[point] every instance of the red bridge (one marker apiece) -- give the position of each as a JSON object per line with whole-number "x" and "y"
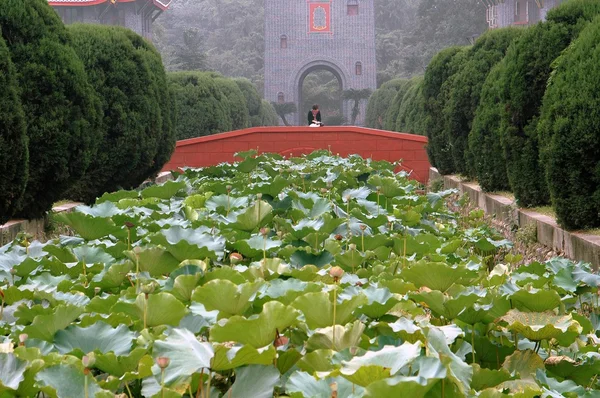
{"x": 295, "y": 141}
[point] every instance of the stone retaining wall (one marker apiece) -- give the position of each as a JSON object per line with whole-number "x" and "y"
{"x": 575, "y": 245}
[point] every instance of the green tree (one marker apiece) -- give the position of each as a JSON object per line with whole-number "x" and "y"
{"x": 62, "y": 109}
{"x": 568, "y": 132}
{"x": 465, "y": 90}
{"x": 356, "y": 96}
{"x": 284, "y": 109}
{"x": 14, "y": 153}
{"x": 441, "y": 68}
{"x": 201, "y": 108}
{"x": 137, "y": 138}
{"x": 528, "y": 69}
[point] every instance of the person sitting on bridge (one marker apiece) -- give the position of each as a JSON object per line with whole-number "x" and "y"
{"x": 314, "y": 117}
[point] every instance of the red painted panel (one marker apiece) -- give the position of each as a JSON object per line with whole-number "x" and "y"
{"x": 378, "y": 144}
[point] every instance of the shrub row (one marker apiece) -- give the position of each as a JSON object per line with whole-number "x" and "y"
{"x": 85, "y": 110}
{"x": 519, "y": 111}
{"x": 207, "y": 103}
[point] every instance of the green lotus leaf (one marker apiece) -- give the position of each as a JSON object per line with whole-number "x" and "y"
{"x": 345, "y": 337}
{"x": 164, "y": 191}
{"x": 436, "y": 276}
{"x": 430, "y": 372}
{"x": 68, "y": 381}
{"x": 44, "y": 327}
{"x": 187, "y": 355}
{"x": 318, "y": 308}
{"x": 534, "y": 300}
{"x": 256, "y": 381}
{"x": 12, "y": 371}
{"x": 253, "y": 247}
{"x": 380, "y": 301}
{"x": 378, "y": 365}
{"x": 459, "y": 372}
{"x": 257, "y": 331}
{"x": 100, "y": 336}
{"x": 254, "y": 217}
{"x": 227, "y": 358}
{"x": 225, "y": 296}
{"x": 301, "y": 258}
{"x": 525, "y": 364}
{"x": 88, "y": 227}
{"x": 537, "y": 326}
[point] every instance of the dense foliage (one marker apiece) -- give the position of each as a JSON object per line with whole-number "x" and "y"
{"x": 61, "y": 108}
{"x": 464, "y": 94}
{"x": 14, "y": 153}
{"x": 250, "y": 280}
{"x": 568, "y": 132}
{"x": 134, "y": 105}
{"x": 435, "y": 93}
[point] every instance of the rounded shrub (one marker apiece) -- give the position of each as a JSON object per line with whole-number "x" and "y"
{"x": 485, "y": 155}
{"x": 439, "y": 70}
{"x": 61, "y": 107}
{"x": 253, "y": 99}
{"x": 380, "y": 102}
{"x": 528, "y": 69}
{"x": 411, "y": 114}
{"x": 569, "y": 131}
{"x": 201, "y": 107}
{"x": 14, "y": 154}
{"x": 391, "y": 115}
{"x": 465, "y": 91}
{"x": 137, "y": 135}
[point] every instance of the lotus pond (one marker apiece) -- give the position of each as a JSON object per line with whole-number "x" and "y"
{"x": 306, "y": 277}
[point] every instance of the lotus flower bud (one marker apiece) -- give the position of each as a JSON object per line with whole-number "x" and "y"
{"x": 88, "y": 360}
{"x": 336, "y": 272}
{"x": 235, "y": 258}
{"x": 22, "y": 338}
{"x": 163, "y": 362}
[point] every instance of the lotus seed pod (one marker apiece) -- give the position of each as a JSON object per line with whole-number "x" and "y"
{"x": 89, "y": 360}
{"x": 336, "y": 272}
{"x": 235, "y": 258}
{"x": 163, "y": 362}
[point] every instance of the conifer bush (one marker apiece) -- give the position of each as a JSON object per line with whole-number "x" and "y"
{"x": 137, "y": 136}
{"x": 439, "y": 70}
{"x": 201, "y": 107}
{"x": 528, "y": 69}
{"x": 61, "y": 107}
{"x": 14, "y": 153}
{"x": 465, "y": 91}
{"x": 569, "y": 130}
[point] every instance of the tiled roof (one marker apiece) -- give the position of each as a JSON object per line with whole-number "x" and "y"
{"x": 163, "y": 4}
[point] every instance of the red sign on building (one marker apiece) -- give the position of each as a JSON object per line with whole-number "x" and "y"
{"x": 319, "y": 17}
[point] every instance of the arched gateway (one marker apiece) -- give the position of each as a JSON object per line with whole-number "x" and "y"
{"x": 303, "y": 36}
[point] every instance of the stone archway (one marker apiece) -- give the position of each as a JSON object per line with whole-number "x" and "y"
{"x": 309, "y": 68}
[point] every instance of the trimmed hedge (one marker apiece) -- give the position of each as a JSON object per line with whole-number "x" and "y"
{"x": 411, "y": 115}
{"x": 380, "y": 102}
{"x": 62, "y": 109}
{"x": 485, "y": 155}
{"x": 14, "y": 153}
{"x": 435, "y": 89}
{"x": 130, "y": 80}
{"x": 528, "y": 69}
{"x": 463, "y": 99}
{"x": 201, "y": 107}
{"x": 569, "y": 132}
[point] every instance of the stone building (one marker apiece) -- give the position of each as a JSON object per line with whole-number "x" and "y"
{"x": 303, "y": 36}
{"x": 502, "y": 13}
{"x": 137, "y": 15}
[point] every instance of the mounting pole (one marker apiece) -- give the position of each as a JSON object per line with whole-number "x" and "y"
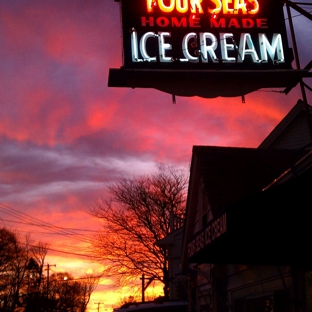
{"x": 297, "y": 60}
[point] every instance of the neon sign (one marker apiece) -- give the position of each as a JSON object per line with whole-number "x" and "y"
{"x": 204, "y": 34}
{"x": 195, "y": 6}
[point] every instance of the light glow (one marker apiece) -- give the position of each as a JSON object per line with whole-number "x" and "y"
{"x": 163, "y": 46}
{"x": 186, "y": 52}
{"x": 245, "y": 40}
{"x": 143, "y": 51}
{"x": 208, "y": 49}
{"x": 195, "y": 6}
{"x": 225, "y": 47}
{"x": 275, "y": 48}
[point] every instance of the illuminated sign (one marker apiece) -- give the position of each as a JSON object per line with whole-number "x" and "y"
{"x": 204, "y": 34}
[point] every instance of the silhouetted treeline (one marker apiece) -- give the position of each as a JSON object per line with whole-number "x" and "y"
{"x": 26, "y": 286}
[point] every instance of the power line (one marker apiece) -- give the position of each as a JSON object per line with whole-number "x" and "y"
{"x": 42, "y": 224}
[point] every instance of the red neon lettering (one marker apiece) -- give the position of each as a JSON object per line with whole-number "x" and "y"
{"x": 149, "y": 21}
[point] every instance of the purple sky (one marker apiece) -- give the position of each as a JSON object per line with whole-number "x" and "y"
{"x": 64, "y": 134}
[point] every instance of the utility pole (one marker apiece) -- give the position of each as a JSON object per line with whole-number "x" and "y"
{"x": 48, "y": 276}
{"x": 149, "y": 281}
{"x": 98, "y": 303}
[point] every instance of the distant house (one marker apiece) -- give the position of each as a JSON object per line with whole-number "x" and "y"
{"x": 173, "y": 244}
{"x": 247, "y": 229}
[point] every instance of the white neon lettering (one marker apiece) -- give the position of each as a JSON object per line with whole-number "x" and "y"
{"x": 208, "y": 49}
{"x": 166, "y": 8}
{"x": 143, "y": 51}
{"x": 275, "y": 49}
{"x": 134, "y": 47}
{"x": 195, "y": 6}
{"x": 164, "y": 46}
{"x": 225, "y": 47}
{"x": 186, "y": 52}
{"x": 246, "y": 41}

══════════════════════════════

Reproduce each entry verbatim, excluding any embedded images.

> _Answer for this exercise_:
[point] every instance of the red bridge (one marker apiece) -- give the position of each as a JSON object per line with whole-number "x" and "y"
{"x": 295, "y": 141}
[point] every instance of the stone retaining wall (one marker apiece) -- give the position of each as a JSON object per line with whole-number "x" and "y"
{"x": 575, "y": 245}
[point] every instance of the green tree (one marker apiece) -- give the position of each as a JSON object per line with whole-number "x" and "y"
{"x": 62, "y": 109}
{"x": 568, "y": 132}
{"x": 465, "y": 90}
{"x": 356, "y": 96}
{"x": 284, "y": 109}
{"x": 14, "y": 153}
{"x": 441, "y": 68}
{"x": 201, "y": 108}
{"x": 137, "y": 138}
{"x": 528, "y": 69}
[point] every instance of the person sitting on bridge (one marker apiece) -- give the position of each as a JSON object per line with whole-number "x" and "y"
{"x": 314, "y": 117}
[point] every instance of the red painted panel (one marker apiece) -- give the position of each as a JSON object per line with whole-number "x" and "y"
{"x": 378, "y": 144}
[point] every instance of the shrub row (one marker apiece) -- give the position of each as a JSON object per line with whole-number "x" and "y"
{"x": 85, "y": 110}
{"x": 519, "y": 111}
{"x": 207, "y": 103}
[point] every instance of the green lotus leaf (one marker apiece) -- give the position of each as a JSON object per line with whole-number "x" and "y"
{"x": 345, "y": 337}
{"x": 164, "y": 191}
{"x": 436, "y": 276}
{"x": 430, "y": 372}
{"x": 68, "y": 381}
{"x": 44, "y": 327}
{"x": 187, "y": 355}
{"x": 318, "y": 308}
{"x": 534, "y": 300}
{"x": 256, "y": 381}
{"x": 12, "y": 371}
{"x": 253, "y": 247}
{"x": 380, "y": 301}
{"x": 378, "y": 365}
{"x": 459, "y": 372}
{"x": 257, "y": 331}
{"x": 100, "y": 336}
{"x": 254, "y": 217}
{"x": 227, "y": 358}
{"x": 225, "y": 296}
{"x": 301, "y": 258}
{"x": 525, "y": 364}
{"x": 88, "y": 227}
{"x": 537, "y": 326}
[point] every instance of the dense foliage (one marker apiece) -- give the position of each as a JSON object per line with whole-number "x" and "y"
{"x": 61, "y": 108}
{"x": 464, "y": 94}
{"x": 14, "y": 153}
{"x": 250, "y": 280}
{"x": 568, "y": 132}
{"x": 134, "y": 105}
{"x": 435, "y": 93}
[point] every instance of the rounded shrub (one marker apiece) -- give the position of each as a JSON object per line with whole-number "x" and "y"
{"x": 485, "y": 155}
{"x": 439, "y": 70}
{"x": 61, "y": 107}
{"x": 253, "y": 99}
{"x": 380, "y": 102}
{"x": 528, "y": 69}
{"x": 411, "y": 114}
{"x": 569, "y": 131}
{"x": 201, "y": 107}
{"x": 14, "y": 154}
{"x": 391, "y": 115}
{"x": 465, "y": 91}
{"x": 137, "y": 135}
[point] every instance of the lotus pond (one marker apiece) -- give the position of each as a JSON object per line with whole-number "x" and "y"
{"x": 306, "y": 277}
[point] every instance of the lotus flower bud (one marker apiece) -- give the position of each as a JSON object per line with whole-number "x" and "y"
{"x": 88, "y": 360}
{"x": 336, "y": 272}
{"x": 235, "y": 258}
{"x": 22, "y": 338}
{"x": 163, "y": 362}
[point] every instance of the lotus seed pod (one marker apiece) -- give the position of each as a JSON object per line with whole-number "x" and "y"
{"x": 89, "y": 360}
{"x": 336, "y": 272}
{"x": 235, "y": 258}
{"x": 163, "y": 362}
[point] every instance of the conifer bush (one marker apiece) -- give the position of each as a JSON object per line with whole-number "x" and "y"
{"x": 137, "y": 136}
{"x": 439, "y": 70}
{"x": 201, "y": 107}
{"x": 528, "y": 69}
{"x": 61, "y": 107}
{"x": 14, "y": 153}
{"x": 465, "y": 91}
{"x": 569, "y": 130}
[point] every instance of the tiled roof (one marker apiece) -- give the position of each as a JSON object per line with whole-number "x" and "y"
{"x": 163, "y": 4}
[point] every instance of the red sign on building (one marker apiece) -- give the position of each as a JSON object per line with whole-number "x" and "y"
{"x": 319, "y": 17}
[point] every instance of the arched gateway (one marker apiece) -- give the position of each as a JSON object per line with whole-number "x" and "y"
{"x": 303, "y": 36}
[point] every instance of the stone archway (one marker apiece) -- give the position of each as a JSON object per line with whole-number "x" and "y"
{"x": 309, "y": 68}
[point] every instance of the trimmed hedge (one marker apiece) -- give the position of each as a JSON object per line with whole-number "x" and "y"
{"x": 411, "y": 115}
{"x": 380, "y": 102}
{"x": 62, "y": 109}
{"x": 485, "y": 155}
{"x": 14, "y": 153}
{"x": 435, "y": 89}
{"x": 130, "y": 80}
{"x": 528, "y": 69}
{"x": 463, "y": 99}
{"x": 201, "y": 107}
{"x": 569, "y": 132}
[point] every instance of the stone building (one marker apiece) -- give the position of each as a JSON object per line with whole-number "x" and "y"
{"x": 303, "y": 36}
{"x": 502, "y": 13}
{"x": 137, "y": 15}
[point] every instance of the mounting pole (one marker apiece) -- give the position of each as a JSON object per line with whole-number "x" and "y"
{"x": 297, "y": 60}
[point] every instance of the neon sign (one marker apiece) -- give the position of each as a JSON object per line with whole-number "x" and "y"
{"x": 204, "y": 34}
{"x": 195, "y": 6}
[point] every instance of the light glow (one marker apiece) -- give the position of each as a JSON object per line with whole-number "x" and "y"
{"x": 163, "y": 46}
{"x": 186, "y": 52}
{"x": 245, "y": 40}
{"x": 143, "y": 51}
{"x": 208, "y": 49}
{"x": 195, "y": 6}
{"x": 225, "y": 47}
{"x": 275, "y": 48}
[point] every instance of the illuminated sign (one marker apiece) -- give the position of each as a JSON object per line with whole-number "x" and "y"
{"x": 204, "y": 34}
[point] every instance of the silhouetted treeline (one marker apiece) -- give the position of each as a JSON object per line with whole-number "x" and "y"
{"x": 26, "y": 286}
[point] every instance of the power line (one marker apiece) -- give the position of each as a JSON object per line with whole-number "x" and "y"
{"x": 42, "y": 224}
[point] every instance of the red neon lettering (one marker apiece) -- give the position of each as a JSON object per line with whole-number "x" and "y"
{"x": 149, "y": 21}
[point] every instance of the purple sky (one marker apiece) -- give the position of each as a JSON object per line with whole-number "x" and "y"
{"x": 64, "y": 134}
[point] every instance of the utility pole (one marker apiece) -- give the position of each as a JSON object per line with whole-number "x" and "y"
{"x": 48, "y": 276}
{"x": 149, "y": 281}
{"x": 98, "y": 303}
[point] every instance of the distant house (one marker apiece) -- give the position of each as a JSON object per line with whole-number "x" and "y"
{"x": 173, "y": 244}
{"x": 247, "y": 229}
[point] every instance of the white neon lettering (one marker apiece) -- give the position of each as a JSON object per line with whole-number "x" and "y"
{"x": 208, "y": 49}
{"x": 166, "y": 8}
{"x": 143, "y": 51}
{"x": 275, "y": 49}
{"x": 134, "y": 47}
{"x": 195, "y": 6}
{"x": 164, "y": 46}
{"x": 225, "y": 47}
{"x": 186, "y": 52}
{"x": 246, "y": 41}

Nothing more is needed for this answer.